**Extrato do documento**
O que se disse foi o seguinte: o recorrente não impugnou a totalidade do
fundamento normativo do despacho que manteve a prisão preventiva.
Sublinhe‑se que o Tribunal Constitucional não critica o
arguido recorrente “por não ter previamente invocado perante o juiz da instância
‘qualquer facto de carácter excepcional’ que determinasse a alteração da medida
imposta …”. O que se verifica é a não impugnação da globalidade do fundamento
da decisão recorrida.
O recorrente afirma igualmente não conhecer nenhuma
norma legal que lhe imponha o ónus de invocar factos de carácter excepcional ou
fundamentos que relevem para a diminuição das exigências cautelares. Afirma
também que o juiz, mesmo quando ouve o arguido, não fica dispensado de
fundamentar o despacho que mantém a medida de coacção. E conclui que não tem
validade o argumento expendido no acórdão recorrido e “acolhido pela Ex.ma
Conselheira Relatora”.
No entanto, a Relatora não acolheu os argumentos ou
fundamentos do acórdão recorrido; entendeu, sim, que os argumentos (fundamento
normativo) do acórdão recorrido não foram impugnados na sua globalidade. Tal
constatação não se confunde com o acolhimento dos argumentos não impugnados.
Afirma, ainda, o recorrente que basta, para inviabilizar
o recurso de constitucionalidade, a invocação de “uma outra dimensão oculta”,
confundindo o recorrente a circunstância de não ter sido impugnado o
entendimento do tribunal a quo com a dificuldade de invocação de factos
“contrários aos factos que o juiz tinha em mente antes de proferir o despacho”.

**Dados extraídos**
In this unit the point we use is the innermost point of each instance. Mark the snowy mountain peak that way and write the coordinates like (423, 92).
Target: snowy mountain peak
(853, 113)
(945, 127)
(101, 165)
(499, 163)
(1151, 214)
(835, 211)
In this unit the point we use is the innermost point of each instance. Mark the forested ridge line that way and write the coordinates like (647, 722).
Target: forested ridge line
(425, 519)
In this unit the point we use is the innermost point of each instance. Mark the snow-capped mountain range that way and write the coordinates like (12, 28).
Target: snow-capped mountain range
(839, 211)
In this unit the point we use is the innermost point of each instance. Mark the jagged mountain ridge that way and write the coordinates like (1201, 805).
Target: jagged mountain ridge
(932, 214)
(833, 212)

**Em que consiste**
Copie, sem qualquer alteração, o trecho do extrato do documento começando em "No entanto, a" e seguindo até "argumentos não impugnados.".

**Resolução do exercício**
No entanto, a Relatora não acolheu os argumentos ou
fundamentos do acórdão recorrido; entendeu, sim, que os argumentos (fundamento
normativo) do acórdão recorrido não foram impugnados na sua globalidade. Tal
constatação não se confunde com o acolhimento dos argumentos não impugnados.